Go through the entries and copy each one exactly. Leave none out.
** Opening Study material block **
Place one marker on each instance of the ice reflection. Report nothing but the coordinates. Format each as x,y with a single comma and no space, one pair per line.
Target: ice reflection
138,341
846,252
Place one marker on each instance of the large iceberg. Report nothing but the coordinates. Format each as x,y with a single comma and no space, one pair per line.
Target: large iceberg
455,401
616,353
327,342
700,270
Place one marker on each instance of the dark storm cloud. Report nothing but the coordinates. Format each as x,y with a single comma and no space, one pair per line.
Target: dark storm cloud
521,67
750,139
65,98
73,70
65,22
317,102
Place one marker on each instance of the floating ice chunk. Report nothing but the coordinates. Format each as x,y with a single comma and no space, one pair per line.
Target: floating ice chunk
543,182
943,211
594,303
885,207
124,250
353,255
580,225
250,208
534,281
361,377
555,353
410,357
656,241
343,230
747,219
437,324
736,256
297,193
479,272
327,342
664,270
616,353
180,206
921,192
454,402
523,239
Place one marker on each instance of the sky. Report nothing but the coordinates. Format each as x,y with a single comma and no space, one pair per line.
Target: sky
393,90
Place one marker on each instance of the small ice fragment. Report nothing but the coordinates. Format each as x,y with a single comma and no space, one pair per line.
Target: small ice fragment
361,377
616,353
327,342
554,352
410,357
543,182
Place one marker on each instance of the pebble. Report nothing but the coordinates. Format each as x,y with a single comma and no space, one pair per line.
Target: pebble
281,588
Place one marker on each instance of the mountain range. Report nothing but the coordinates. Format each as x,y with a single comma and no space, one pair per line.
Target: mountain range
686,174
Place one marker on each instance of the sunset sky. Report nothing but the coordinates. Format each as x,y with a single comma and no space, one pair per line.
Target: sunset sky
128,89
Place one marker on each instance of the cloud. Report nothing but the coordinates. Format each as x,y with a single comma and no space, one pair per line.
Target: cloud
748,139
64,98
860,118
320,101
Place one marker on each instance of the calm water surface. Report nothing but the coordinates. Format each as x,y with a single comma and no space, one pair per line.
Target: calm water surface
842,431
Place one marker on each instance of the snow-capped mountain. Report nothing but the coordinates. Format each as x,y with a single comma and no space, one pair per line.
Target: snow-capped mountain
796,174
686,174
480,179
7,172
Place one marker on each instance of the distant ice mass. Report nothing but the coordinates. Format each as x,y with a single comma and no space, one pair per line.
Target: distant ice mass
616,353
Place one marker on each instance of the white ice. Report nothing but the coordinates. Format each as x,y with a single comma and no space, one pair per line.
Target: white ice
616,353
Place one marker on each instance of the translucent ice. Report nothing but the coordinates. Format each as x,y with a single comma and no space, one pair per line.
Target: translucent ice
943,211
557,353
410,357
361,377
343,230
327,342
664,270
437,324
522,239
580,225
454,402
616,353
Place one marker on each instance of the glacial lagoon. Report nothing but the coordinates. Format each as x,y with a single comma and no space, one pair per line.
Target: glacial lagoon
** Closing Study material block **
Written response.
Place one marker on each instance of the ice reflection. Report nothing but the coordinates. Format each as x,y with a single comma and no space, one pair per line.
Target: ice reflection
138,341
846,252
Place one marker on each instance of the large iceberg. Report nothing but the coordinates. Format each as x,y with a single comma and no space, one pair per line.
Target: large iceberg
455,401
616,353
327,342
700,270
Place one marker on each instance of the dark storm cloud. Report nothing but the coordinates. Format each as x,y with a single comma and no space, one pair per line.
Target: dark storm cloud
521,67
750,139
65,98
73,70
65,22
317,102
Place one marker on each instance of the floating ice chunk. Report nothing but the coordinates. Format each as x,y with a single comma and no space, one pair per line.
Target: floating ice chunk
543,182
943,211
594,303
885,207
124,250
353,255
580,225
250,208
534,281
361,377
555,353
410,357
656,241
343,230
747,219
437,324
736,256
297,193
479,272
327,342
664,270
616,353
180,206
921,192
454,402
523,239
Place one marker on each instance of the sky. Report nothing but the coordinates. Format each as x,y with a single comma and no space, one pair per line.
Target: sky
393,90
Place one marker on each instance of the small ice fragment. Report nothing but the coordinates. Format each as x,y with a single comma and no space, one pair per line.
Target: small ice fragment
361,377
616,353
327,342
554,352
410,357
543,182
Place one marker on each instance of the pebble. Report nothing but the coordinates. Format each as x,y with a single comma and no space, one pair per line.
Target: pebble
281,588
Place one marker on each instance of the mountain range. Report nothing but the coordinates. Format each as x,y with a single comma and no space, one pair per line.
Target: mountain range
686,174
Place one marker on each instance of the sunset sky. Report nothing but the coordinates. Format each as x,y with a single comma and no space, one pair per line.
Target: sunset sky
128,89
Place one marker on each instance of the cloud. Report nothing but the coordinates. Format each as x,y with a single comma and no space, one pair per line.
Target: cloud
748,139
64,98
860,118
320,101
Place one marker on each instance of the calm water surface. Report nothing but the coordinates. Format each as x,y with a single comma and no space, one pair per line.
Target: calm water surface
842,431
Place one marker on each instance of the snow-capped mountain. Report nothing but the coordinates. Format each as x,y with a single comma and no space, one pair per line.
Target: snow-capped mountain
796,174
686,174
480,179
7,172
Place one marker on each instance of the distant ice mass. Report nothing but the coordinates. Format each as x,y with a single comma and no space, one pair per line.
Target: distant ice mass
616,353
Place one marker on each instance of the white ice. Report nothing but the coordinates. Format each as x,y with a single comma and no space, one pair per line.
Target: white ice
616,353
Place one marker on each instance of the translucent ice. Report nothing but the coordinates. Format each as x,y with a single comma and no space, one pair per line.
Target: translucent ice
943,211
557,353
410,357
361,377
343,230
327,342
664,270
437,324
522,239
580,225
454,402
616,353
Place one marker on each instance of the glacial lagoon. Report nothing but the coordinates. Format each as x,y with a single comma and no space, one pair per line.
Target: glacial lagoon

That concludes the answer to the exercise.